Saved entries
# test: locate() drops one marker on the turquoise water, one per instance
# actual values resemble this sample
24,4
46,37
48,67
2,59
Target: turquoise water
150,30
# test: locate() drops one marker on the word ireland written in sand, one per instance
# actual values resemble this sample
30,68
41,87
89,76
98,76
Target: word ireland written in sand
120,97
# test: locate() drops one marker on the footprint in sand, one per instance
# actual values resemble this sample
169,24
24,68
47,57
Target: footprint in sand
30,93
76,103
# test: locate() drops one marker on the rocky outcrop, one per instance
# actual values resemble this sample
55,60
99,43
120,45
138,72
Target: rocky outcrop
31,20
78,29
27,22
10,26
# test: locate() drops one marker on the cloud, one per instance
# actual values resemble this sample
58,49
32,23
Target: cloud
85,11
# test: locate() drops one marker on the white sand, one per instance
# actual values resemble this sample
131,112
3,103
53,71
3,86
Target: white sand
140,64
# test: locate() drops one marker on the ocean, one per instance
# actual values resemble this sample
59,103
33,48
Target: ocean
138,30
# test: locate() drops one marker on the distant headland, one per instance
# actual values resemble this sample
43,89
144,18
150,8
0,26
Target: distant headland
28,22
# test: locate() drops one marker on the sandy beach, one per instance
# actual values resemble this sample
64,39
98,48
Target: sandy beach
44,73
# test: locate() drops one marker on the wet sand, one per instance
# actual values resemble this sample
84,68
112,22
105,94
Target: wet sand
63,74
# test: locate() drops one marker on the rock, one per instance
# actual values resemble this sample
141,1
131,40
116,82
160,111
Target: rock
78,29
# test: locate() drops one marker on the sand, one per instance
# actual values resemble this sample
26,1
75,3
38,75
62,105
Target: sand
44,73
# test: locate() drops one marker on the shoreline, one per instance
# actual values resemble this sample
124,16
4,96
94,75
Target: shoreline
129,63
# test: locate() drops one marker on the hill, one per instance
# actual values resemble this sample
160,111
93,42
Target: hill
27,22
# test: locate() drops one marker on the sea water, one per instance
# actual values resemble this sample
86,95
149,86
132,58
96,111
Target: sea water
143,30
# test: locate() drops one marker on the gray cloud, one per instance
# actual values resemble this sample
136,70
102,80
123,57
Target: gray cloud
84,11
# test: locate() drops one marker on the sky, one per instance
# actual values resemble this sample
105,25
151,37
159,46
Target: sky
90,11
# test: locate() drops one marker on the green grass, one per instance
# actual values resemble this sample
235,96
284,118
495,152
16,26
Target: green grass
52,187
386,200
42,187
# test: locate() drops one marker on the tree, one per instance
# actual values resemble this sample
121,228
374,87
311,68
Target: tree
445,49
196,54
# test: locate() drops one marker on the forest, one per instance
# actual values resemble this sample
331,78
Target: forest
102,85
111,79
--
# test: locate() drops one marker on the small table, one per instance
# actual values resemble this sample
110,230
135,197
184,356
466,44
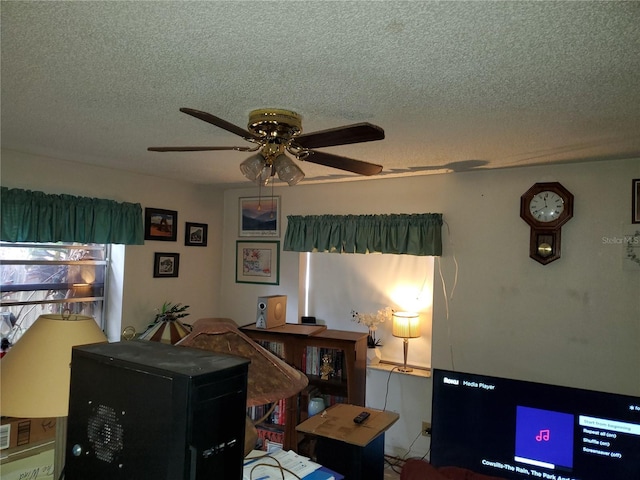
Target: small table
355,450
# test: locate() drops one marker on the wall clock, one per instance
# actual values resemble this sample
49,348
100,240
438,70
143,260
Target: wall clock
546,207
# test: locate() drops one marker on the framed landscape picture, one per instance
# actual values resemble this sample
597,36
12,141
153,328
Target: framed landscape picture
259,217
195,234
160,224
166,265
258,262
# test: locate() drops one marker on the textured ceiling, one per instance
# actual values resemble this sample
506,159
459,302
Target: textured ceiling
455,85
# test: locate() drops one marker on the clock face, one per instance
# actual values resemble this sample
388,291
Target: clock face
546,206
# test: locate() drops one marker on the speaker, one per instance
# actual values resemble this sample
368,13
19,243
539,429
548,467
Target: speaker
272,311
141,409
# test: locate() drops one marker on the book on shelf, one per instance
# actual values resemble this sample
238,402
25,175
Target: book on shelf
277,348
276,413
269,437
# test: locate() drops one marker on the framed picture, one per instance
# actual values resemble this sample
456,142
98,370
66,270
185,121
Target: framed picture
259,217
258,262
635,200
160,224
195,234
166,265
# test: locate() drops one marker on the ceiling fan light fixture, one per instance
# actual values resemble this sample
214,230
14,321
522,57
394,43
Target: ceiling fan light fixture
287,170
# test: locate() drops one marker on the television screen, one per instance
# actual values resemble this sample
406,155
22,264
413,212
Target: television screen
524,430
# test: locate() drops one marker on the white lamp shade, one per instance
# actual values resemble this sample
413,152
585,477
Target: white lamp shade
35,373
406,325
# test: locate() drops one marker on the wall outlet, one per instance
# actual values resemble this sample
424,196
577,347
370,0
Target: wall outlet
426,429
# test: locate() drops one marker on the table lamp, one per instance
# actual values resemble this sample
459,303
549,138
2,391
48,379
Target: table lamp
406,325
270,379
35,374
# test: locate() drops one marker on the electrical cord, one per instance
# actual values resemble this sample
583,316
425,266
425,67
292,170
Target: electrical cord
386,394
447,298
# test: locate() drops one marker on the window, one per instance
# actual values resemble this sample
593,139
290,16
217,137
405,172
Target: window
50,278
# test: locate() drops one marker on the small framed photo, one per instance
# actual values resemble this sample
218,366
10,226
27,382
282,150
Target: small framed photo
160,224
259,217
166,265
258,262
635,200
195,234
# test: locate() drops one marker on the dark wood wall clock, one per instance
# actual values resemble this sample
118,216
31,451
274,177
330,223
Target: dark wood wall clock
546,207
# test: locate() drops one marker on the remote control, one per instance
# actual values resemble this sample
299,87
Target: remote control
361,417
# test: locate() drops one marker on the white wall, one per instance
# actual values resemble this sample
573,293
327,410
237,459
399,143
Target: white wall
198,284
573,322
--
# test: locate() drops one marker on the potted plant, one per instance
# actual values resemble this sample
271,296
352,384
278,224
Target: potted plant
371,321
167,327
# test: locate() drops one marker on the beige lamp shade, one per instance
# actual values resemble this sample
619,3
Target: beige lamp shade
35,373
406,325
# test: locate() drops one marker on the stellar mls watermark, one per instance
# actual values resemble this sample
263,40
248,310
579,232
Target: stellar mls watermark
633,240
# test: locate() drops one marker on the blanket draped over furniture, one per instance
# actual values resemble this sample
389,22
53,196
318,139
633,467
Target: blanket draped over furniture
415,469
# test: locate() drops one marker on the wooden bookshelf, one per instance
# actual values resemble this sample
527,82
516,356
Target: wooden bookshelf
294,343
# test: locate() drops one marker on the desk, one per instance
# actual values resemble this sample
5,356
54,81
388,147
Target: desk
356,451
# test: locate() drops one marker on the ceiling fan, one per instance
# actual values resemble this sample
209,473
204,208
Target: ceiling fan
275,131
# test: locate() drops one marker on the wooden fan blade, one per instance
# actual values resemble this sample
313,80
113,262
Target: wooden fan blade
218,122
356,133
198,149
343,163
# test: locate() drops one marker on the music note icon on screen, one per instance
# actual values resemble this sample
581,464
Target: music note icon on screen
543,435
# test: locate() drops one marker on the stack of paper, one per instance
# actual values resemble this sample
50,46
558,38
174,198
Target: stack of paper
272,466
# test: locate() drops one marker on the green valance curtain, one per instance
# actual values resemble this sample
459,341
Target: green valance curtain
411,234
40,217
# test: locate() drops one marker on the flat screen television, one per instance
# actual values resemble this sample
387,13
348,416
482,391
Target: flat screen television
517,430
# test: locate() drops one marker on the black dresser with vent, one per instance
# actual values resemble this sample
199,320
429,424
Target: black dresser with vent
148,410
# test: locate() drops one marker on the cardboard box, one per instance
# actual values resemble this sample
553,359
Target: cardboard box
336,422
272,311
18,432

[Task objective] Return every line of the listing above that holds the word "written", copied in full. Treat uppercase and lowercase as different.

[Result of the task]
# test: locate() drops one marker on the word ireland written in sand, one per instance
Target: word ireland written in sand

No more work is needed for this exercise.